* _Pointing records_:
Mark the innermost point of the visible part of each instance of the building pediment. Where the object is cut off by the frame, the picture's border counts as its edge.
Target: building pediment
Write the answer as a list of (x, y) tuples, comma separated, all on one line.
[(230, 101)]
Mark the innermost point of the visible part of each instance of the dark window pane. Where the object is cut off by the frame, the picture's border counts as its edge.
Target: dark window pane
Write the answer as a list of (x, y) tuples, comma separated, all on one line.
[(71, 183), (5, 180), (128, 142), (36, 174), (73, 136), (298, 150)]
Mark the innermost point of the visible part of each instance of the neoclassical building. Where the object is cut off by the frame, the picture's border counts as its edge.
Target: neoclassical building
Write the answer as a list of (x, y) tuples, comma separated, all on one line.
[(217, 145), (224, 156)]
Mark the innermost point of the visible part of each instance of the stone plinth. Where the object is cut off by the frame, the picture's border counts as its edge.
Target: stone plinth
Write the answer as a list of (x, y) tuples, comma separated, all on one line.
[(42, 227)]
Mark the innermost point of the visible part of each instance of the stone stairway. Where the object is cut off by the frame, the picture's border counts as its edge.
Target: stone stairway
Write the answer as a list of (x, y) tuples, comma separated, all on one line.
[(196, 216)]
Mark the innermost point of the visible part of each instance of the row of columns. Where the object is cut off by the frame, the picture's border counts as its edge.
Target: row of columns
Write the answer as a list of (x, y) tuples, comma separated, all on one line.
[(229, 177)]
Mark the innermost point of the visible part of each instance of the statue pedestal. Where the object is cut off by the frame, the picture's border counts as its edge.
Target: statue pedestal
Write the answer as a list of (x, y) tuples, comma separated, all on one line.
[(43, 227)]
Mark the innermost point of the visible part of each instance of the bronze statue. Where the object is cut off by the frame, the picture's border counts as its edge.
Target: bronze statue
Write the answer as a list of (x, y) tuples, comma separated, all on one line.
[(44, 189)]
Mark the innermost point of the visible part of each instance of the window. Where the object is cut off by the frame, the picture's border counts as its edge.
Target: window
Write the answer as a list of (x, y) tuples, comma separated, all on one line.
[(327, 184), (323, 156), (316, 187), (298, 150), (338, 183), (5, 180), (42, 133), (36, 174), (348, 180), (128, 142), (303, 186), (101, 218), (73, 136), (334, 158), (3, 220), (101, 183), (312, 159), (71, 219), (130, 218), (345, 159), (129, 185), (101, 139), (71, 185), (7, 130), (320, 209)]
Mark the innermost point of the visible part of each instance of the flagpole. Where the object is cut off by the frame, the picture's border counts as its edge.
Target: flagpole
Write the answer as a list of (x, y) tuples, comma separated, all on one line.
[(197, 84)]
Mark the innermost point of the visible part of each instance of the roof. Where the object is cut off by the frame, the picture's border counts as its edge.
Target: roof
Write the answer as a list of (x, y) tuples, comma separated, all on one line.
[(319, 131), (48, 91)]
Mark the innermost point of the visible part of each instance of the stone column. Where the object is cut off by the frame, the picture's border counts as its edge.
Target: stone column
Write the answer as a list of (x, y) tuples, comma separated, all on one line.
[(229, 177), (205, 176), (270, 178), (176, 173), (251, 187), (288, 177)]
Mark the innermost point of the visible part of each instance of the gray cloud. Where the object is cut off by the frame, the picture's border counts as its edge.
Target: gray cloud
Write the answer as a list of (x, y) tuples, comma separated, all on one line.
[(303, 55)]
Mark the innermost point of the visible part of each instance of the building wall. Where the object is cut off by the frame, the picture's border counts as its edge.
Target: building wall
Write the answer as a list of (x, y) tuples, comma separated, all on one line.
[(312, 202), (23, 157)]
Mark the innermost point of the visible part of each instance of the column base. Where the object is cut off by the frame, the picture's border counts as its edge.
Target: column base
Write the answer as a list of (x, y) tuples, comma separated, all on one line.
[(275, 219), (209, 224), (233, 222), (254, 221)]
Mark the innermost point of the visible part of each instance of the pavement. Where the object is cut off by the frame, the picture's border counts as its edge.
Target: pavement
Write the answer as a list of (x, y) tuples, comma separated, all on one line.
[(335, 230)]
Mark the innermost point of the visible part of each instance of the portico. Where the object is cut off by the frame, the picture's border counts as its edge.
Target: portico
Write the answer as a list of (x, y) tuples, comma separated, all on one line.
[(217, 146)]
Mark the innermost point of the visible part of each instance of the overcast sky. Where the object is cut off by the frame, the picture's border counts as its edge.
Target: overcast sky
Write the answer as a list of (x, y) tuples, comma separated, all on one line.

...

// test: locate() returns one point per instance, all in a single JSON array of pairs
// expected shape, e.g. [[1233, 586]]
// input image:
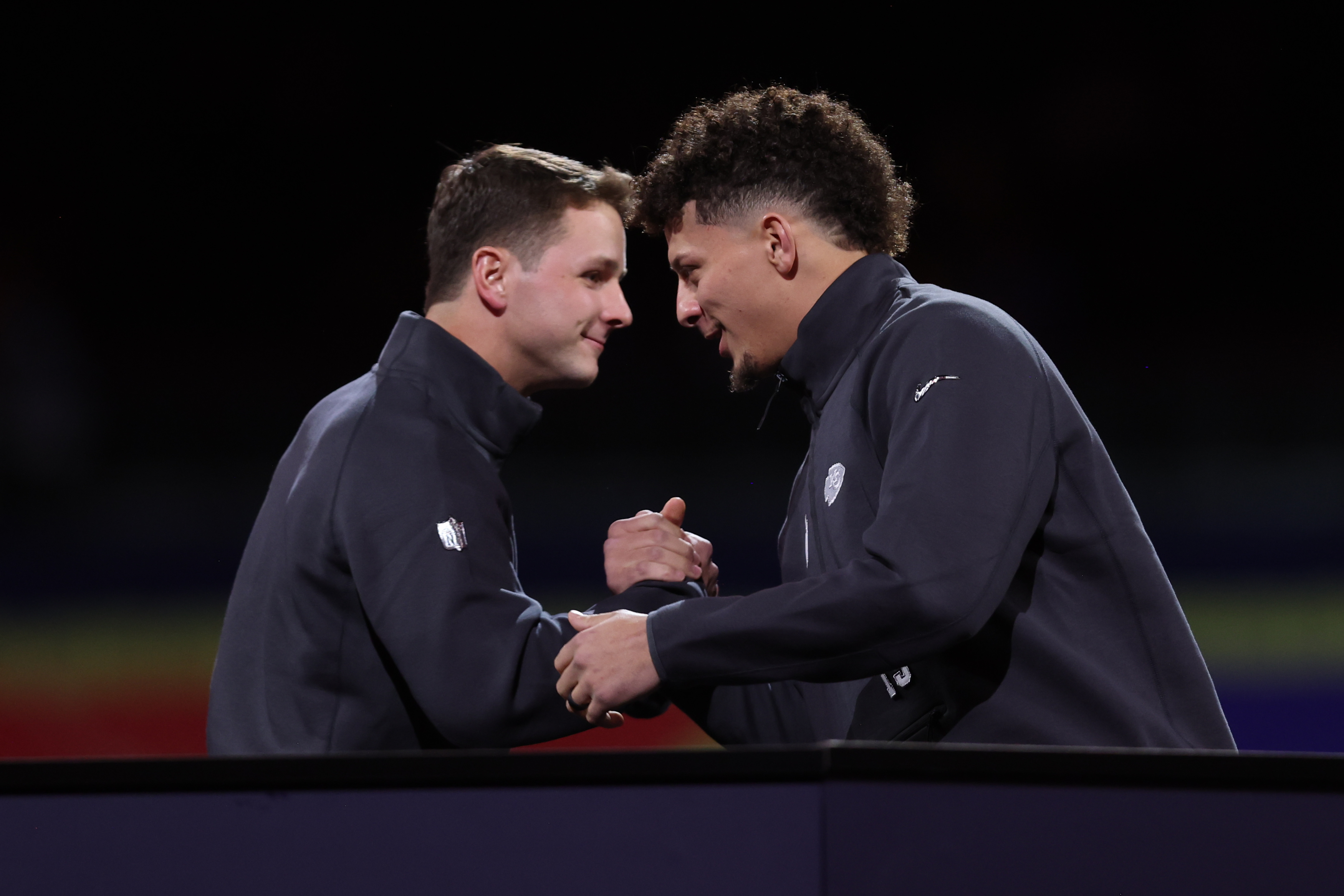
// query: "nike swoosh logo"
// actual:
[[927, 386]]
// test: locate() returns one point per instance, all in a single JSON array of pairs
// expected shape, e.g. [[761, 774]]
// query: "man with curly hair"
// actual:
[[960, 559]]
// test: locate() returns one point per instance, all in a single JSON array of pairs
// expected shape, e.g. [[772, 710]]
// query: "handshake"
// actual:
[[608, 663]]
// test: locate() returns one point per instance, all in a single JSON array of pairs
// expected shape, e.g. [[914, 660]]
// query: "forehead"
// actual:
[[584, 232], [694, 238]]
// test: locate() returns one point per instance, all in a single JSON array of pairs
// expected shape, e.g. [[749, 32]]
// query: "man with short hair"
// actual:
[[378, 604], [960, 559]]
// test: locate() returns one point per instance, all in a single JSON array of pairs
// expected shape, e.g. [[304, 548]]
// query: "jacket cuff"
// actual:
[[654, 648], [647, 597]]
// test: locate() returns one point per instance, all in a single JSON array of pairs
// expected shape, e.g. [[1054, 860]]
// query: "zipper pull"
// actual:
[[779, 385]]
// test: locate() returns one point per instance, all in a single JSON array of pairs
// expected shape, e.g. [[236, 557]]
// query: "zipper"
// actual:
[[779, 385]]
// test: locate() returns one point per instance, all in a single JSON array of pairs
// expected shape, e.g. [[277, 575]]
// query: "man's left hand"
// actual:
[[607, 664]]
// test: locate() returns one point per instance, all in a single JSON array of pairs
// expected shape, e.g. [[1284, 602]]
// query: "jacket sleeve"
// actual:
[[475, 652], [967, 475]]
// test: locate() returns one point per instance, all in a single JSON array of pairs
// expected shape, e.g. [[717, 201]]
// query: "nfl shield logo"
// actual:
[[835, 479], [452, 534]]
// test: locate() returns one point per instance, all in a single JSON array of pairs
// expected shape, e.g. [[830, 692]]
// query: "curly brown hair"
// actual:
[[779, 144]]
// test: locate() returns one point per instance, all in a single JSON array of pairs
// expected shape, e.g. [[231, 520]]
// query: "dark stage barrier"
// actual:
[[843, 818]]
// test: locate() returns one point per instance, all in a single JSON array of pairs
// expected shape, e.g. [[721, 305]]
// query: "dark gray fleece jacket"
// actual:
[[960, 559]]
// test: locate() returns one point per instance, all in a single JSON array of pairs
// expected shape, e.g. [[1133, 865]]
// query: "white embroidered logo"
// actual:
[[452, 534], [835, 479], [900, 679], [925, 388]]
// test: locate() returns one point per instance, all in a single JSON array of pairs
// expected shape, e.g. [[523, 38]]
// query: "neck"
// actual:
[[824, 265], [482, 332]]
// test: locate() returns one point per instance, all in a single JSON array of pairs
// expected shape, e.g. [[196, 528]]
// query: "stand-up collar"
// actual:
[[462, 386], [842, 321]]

---

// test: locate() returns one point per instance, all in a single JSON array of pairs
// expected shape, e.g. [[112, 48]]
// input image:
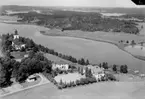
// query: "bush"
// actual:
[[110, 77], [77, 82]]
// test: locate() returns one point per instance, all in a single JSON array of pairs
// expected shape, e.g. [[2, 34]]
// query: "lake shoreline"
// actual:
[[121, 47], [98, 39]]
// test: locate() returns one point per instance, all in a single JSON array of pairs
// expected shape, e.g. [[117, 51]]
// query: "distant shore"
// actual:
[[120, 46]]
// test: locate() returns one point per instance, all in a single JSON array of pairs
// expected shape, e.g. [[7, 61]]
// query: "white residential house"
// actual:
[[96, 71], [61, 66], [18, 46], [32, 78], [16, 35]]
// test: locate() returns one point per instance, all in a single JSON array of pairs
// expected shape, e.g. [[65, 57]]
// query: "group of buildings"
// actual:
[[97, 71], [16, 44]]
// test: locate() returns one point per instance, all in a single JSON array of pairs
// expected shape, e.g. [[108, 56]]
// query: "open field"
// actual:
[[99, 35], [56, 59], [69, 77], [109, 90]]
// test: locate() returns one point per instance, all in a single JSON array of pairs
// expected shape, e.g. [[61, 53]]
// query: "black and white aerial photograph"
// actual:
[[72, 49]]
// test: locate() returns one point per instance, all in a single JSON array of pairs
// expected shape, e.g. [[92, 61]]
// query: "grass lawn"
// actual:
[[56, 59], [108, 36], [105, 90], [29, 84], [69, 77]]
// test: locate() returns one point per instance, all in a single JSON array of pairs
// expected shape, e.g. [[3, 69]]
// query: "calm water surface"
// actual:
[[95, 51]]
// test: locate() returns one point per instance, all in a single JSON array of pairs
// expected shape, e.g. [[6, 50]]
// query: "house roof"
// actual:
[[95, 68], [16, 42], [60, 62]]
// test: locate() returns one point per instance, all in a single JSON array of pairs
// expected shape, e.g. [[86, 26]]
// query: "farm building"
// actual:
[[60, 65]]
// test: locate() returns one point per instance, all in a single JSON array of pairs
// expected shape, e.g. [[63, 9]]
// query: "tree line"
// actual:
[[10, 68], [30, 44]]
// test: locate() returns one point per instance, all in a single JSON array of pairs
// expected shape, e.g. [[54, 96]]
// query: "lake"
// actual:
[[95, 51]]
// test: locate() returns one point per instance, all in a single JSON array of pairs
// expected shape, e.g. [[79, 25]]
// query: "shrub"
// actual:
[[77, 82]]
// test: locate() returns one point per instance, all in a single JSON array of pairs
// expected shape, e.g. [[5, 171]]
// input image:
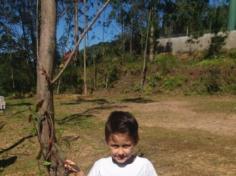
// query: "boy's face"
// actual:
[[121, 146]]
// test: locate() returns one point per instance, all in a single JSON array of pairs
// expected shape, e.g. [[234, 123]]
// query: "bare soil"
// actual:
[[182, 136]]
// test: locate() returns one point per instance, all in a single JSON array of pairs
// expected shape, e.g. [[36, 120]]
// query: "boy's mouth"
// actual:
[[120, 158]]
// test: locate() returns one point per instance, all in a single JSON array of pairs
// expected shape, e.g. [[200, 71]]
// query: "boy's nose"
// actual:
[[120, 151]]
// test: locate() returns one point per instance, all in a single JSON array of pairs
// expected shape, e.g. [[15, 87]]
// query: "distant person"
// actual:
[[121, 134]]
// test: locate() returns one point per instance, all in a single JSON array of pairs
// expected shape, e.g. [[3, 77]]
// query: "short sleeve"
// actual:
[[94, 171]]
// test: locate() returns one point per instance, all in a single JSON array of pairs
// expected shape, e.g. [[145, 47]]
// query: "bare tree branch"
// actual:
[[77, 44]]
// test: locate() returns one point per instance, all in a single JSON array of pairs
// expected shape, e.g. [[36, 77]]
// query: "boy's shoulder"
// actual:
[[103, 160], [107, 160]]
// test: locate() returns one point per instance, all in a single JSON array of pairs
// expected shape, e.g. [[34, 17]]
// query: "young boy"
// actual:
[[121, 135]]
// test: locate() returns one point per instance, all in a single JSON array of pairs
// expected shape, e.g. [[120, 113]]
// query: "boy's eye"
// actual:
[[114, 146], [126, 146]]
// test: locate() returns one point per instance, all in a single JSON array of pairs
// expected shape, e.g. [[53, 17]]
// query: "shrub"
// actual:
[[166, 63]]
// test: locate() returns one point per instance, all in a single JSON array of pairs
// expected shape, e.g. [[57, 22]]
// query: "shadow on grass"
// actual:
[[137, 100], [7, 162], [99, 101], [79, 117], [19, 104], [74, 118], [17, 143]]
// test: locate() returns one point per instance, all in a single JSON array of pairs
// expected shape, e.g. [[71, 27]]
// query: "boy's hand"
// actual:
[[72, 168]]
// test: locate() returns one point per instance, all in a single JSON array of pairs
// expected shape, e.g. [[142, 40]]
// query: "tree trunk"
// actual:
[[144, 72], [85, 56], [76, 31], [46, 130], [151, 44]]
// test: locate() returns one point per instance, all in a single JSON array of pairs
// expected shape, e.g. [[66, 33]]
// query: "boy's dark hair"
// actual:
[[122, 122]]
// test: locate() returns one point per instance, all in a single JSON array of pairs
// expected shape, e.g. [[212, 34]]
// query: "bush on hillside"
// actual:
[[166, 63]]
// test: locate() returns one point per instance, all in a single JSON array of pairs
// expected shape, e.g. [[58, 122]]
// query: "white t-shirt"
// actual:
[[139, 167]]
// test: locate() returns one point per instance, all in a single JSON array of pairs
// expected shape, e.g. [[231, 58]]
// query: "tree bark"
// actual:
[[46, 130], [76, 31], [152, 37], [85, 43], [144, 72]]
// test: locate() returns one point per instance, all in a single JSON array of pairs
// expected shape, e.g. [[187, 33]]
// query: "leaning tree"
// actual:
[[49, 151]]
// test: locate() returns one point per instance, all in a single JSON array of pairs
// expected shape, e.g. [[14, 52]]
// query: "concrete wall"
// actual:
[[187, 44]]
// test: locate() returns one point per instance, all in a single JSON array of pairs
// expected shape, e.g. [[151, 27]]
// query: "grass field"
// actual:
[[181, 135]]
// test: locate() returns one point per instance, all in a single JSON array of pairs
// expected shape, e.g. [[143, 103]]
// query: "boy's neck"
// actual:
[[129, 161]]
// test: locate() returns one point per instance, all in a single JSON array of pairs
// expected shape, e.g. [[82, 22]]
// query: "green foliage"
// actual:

* _YOUR TASK_: Select every line in the records above that contains the word "plinth", and copy each one out in full.

* _EXPECTED ANSWER_:
Mark the innermost point of the visible part of each instance of the stone plinth. Where the object is cut off by the frame, the picture's border counts as its edge.
Target: stone plinth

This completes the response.